# Data excerpts
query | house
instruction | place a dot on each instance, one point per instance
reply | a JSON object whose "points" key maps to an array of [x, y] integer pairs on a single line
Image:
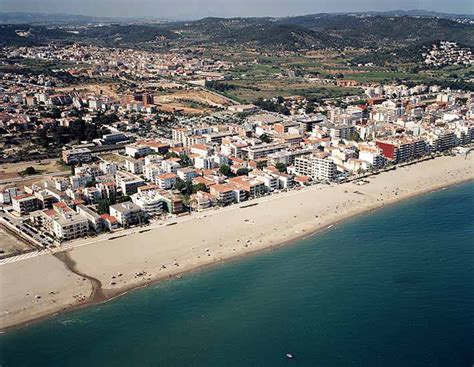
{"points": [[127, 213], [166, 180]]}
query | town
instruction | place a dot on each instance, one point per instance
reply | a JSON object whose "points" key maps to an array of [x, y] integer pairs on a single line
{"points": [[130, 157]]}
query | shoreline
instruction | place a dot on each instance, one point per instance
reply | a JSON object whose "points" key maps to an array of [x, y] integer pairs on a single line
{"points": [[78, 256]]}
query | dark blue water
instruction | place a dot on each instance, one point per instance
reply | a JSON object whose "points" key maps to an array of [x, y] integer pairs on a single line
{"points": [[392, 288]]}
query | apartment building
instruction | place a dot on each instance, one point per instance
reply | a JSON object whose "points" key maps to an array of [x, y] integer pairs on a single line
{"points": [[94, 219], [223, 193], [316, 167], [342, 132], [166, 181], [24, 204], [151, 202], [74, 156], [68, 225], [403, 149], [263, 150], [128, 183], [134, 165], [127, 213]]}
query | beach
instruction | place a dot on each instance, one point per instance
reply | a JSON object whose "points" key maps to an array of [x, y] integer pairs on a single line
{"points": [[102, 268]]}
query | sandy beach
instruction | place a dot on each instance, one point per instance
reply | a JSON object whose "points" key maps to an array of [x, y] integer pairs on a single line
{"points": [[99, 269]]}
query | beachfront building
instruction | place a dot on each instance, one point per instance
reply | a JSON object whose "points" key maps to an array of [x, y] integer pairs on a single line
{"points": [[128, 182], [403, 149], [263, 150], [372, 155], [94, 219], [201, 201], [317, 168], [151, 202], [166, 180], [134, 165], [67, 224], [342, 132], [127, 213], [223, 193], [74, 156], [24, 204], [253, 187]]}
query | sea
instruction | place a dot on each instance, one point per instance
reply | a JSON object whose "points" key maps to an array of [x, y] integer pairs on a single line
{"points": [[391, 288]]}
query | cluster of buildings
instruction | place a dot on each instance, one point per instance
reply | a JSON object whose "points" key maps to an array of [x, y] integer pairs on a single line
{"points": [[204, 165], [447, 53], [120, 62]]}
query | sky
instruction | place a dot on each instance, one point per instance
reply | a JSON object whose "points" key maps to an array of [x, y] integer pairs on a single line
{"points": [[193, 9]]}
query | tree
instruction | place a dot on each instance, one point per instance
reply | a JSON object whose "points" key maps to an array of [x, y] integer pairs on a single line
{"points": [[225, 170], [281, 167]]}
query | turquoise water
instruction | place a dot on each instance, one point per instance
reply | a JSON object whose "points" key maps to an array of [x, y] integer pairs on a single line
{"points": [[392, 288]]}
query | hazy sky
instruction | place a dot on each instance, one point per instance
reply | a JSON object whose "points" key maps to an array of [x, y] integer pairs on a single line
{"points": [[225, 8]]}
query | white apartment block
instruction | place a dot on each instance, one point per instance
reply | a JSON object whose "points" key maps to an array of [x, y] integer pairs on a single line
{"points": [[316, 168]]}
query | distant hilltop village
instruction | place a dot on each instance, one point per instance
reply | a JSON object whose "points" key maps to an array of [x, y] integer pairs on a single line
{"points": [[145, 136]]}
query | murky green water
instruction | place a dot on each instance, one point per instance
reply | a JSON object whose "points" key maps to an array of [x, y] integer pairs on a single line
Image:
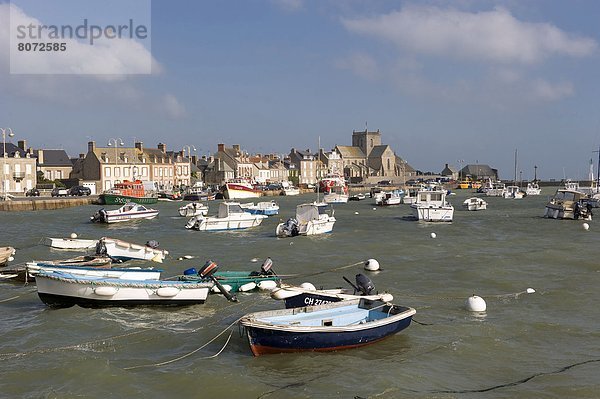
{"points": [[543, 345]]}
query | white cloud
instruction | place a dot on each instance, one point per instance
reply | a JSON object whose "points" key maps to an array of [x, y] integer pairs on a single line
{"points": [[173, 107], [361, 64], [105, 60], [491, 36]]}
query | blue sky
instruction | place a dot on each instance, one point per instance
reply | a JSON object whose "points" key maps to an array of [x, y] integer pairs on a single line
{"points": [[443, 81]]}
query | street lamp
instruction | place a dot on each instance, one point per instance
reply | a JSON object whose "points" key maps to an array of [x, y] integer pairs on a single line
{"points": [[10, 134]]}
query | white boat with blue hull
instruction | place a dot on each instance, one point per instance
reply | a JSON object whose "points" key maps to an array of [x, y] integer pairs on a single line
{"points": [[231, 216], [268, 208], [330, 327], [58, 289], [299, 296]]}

# Problem to work on
Reproduce all of the records above, substituting "marker" for every "dot" and leaving everything else the same. Omit the pictures.

# Complete response
query | house
instruction | place a marker on each instance, one point per instance
reply | a JSON object whose "points" key maps to an array of [x, y] integer pairs on a single line
Image:
{"points": [[127, 213], [166, 180]]}
query | town
instruction | place a marker on each instance, one point per instance
reply | a JSON object whose "points" key maps to an array of [x, y] integer pairs on a single line
{"points": [[130, 157]]}
query | shoreline
instruction | place a marker on each instance, one point per instance
reply | a JSON object whose "points" key maps to an array of [x, y] integer pairs on a single line
{"points": [[78, 256]]}
query | dark blue water
instruction | place a marker on each instance, one point per instance
reply | a JSON object whose "points" key maps to an array of [x, y] integer pairs on a single line
{"points": [[392, 288]]}
query | apartment building
instruction | place a marker on each instance, one point per instance
reply | a JSON object whose "points" key maps to an array of [x, y] integer pairs on a single line
{"points": [[94, 219], [223, 193], [316, 167], [342, 132], [166, 181], [24, 204], [151, 202], [74, 156], [68, 225], [403, 149], [263, 150], [128, 183], [134, 165], [127, 213]]}
query | beach
instruction | place a marker on each instance, one point per instance
reply | a JSON object whose "points" key maps to an array of [x, y] integer pairs on a single line
{"points": [[102, 268]]}
query | sandy beach
instruction | place a marker on each instance, one point per instance
reply | a JSON object whose "points" key maps to an array of [x, y] integer pairs on a single line
{"points": [[99, 269]]}
query | beachfront building
instruction | place a marker on each instance, one point per instance
reply | a JSON object whose "points" key maps to an array of [x, y] integer pairs on a single line
{"points": [[128, 182], [403, 149], [263, 150], [372, 155], [94, 219], [201, 201], [317, 168], [151, 202], [166, 180], [134, 165], [67, 224], [342, 132], [127, 213], [223, 193], [74, 156], [24, 204], [253, 187]]}
query | sea
instruction | place a marker on each instance, one point per instance
reply | a JSON object whose "points" key maps to an array of [x, y] integer pairs on a single line
{"points": [[391, 288]]}
query | cluster of buildings
instruction | place a marker on each instance, one point per instance
reply | a JSON object whose "points" key maps to an array of [x, y] integer pairs on a single line
{"points": [[204, 165], [447, 53], [120, 62]]}
query | sky
instruction | place a marker on each instance, one point per instance
reply | a JSON object whose "points" key maps to an array of [x, y] integer pairs on a single line
{"points": [[193, 9]]}
query | tree
instruction | place a marker on each instance, one point per instance
reply | a JSON object whose "points" key maps to an array of [x, y] integer pairs on a single line
{"points": [[225, 170], [281, 167]]}
query | turquoise water
instruction | place a marker on each instance, one point per instance
reply | a JSON object whose "points" key maps to an array of [x, y] integer pairs on a single line
{"points": [[392, 288]]}
query | hazy sky
instruction | place a marker on each instance, one point per instance
reply | a JSON object whose "points" key maps to an array of [x, y] integer pairs on a single line
{"points": [[225, 8]]}
query | white apartment block
instruction | place a marker on each instance, one point per instance
reply | a JSON object whose "points" key maps to an array of [x, y] integer pairs on a single line
{"points": [[316, 168]]}
query | distant hilltop village
instruction | place a marker on each instance, one point per instance
reply | a JSON object whose "points" key maps to an array of [x, y] integer pairs on a single line
{"points": [[145, 136]]}
query | murky green water
instruction | place a marker on each instance, one point per instance
reply | a JSON object whose "points" key maps to an array of [x, y] integer pairs on a single line
Image:
{"points": [[543, 345]]}
query | white cloud
instruction | place a marker on each instance, one point per instance
reply | a JSON object whose "points" key maps to an array of [x, y] integer pairs on a single line
{"points": [[173, 107], [361, 64], [105, 60], [491, 36]]}
query | blue sky
instruction | place a marker on each instance, one point per instance
reply | a JSON object whose "points" key maps to an array of [x, y] integer pairs on a single line
{"points": [[443, 81]]}
query | street lamp
instruction | place a marker on each instance, one point per instance
reply | a JSON object whose "points" key maps to an array of [x, y] integer pairs on a single line
{"points": [[10, 134]]}
query | white boat with blue hull
instruction | place a marker on each instance, one point per instance
reply | a JSON object whose "points" key maps to an array of [x, y] integer pairs on a single line
{"points": [[231, 216], [268, 208], [330, 327], [58, 289], [299, 296]]}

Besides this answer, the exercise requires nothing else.